Start of Provided text
Chinaski, you're fired!
Do you have a room?
It's 150 a week.
-Are you employed?
May I ask what you do?
-I'm a writer.
-Oh! Have you written books?
Well, I'm not ready for a novel yet.
Now most guys think they know how to drive, but the fact is very few people know how to drive.
They just steer.
Every day I see two, three people simply run through red lights like they didn't exist.
The lives people live are driving them crazy and their insanity comes out in the way they drive.
I'm not here to tell you how to live.
I'm here to teach you how to drive.
Now, when is the only time a man could lose control of his cab and he won't be able to help it?
When I get a hard on?
Mendoza, if you can't drive with a hard on we can't use you.
Some of our best men drive with hard ons all day long, all night, too.
Now, come on, what is the only time a man can lose control of his cab and he won't be able to help it?
Yeah, a man might lose control of his cab
when he sneezed.
That is correct.
All right, when you sneeze, what do you do?
End of Provided text
Start of Data excerpts
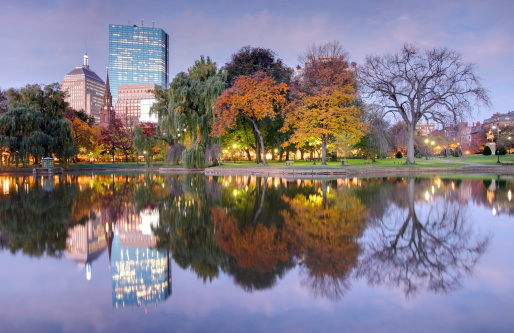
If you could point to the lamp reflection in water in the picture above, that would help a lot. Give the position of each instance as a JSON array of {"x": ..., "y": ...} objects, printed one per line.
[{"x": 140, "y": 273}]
End of Data excerpts
Start of Data excerpts
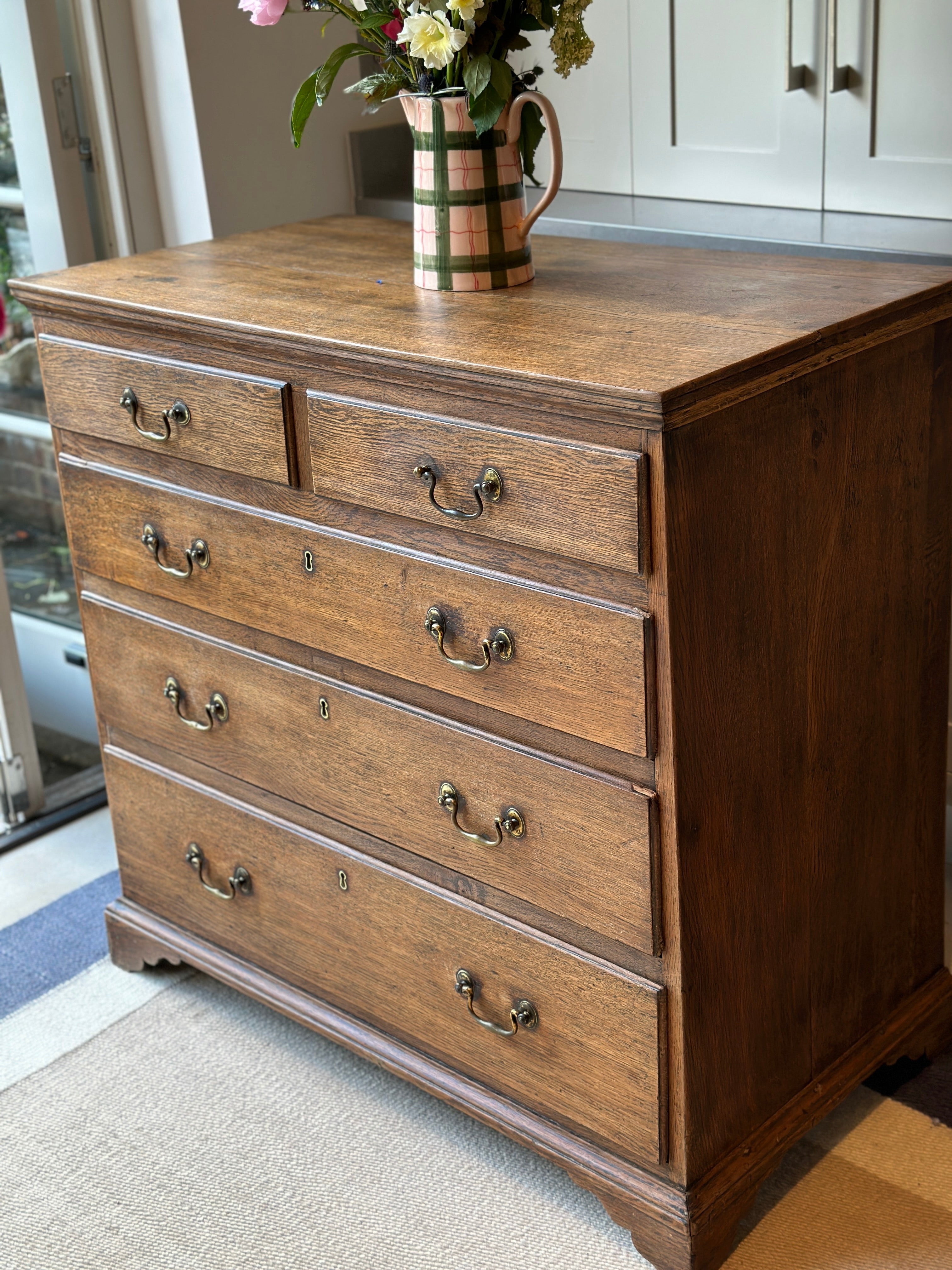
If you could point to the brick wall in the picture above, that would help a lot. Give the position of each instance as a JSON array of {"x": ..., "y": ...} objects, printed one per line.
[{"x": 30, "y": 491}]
End of Data excerpts
» What is asked
• 1. In the dialogue, how much does the room cost per week?
• 2. Reproduce word for word the part of the dialogue that opens with the words containing "-I'm a writer." and closes with "all night, too.".
• 3. What explanation does the instructor in the dialogue give for the way people drive?
The entries are unrelated material that stands apart from the dialogue.

» Task solutions
• 1. It costs 150 a week.

• 2.
-I'm a writer.
-Oh! Have you written books?
Well, I'm not ready for a novel yet.
Now most guys think they know how to drive, but the fact is very few people know how to drive.
They just steer.
Every day I see two, three people simply run through red lights like they didn't exist.
The lives people live are driving them crazy and their insanity comes out in the way they drive.
I'm not here to tell you how to live.
I'm here to teach you how to drive.
Now, when is the only time a man could lose control of his cab and he won't be able to help it?
When I get a hard on?
Mendoza, if you can't drive with a hard on we can't use you.
Some of our best men drive with hard ons all day long, all night, too.

• 3. The instructor says the lives people live are driving them crazy. Their insanity then comes out in the way they drive.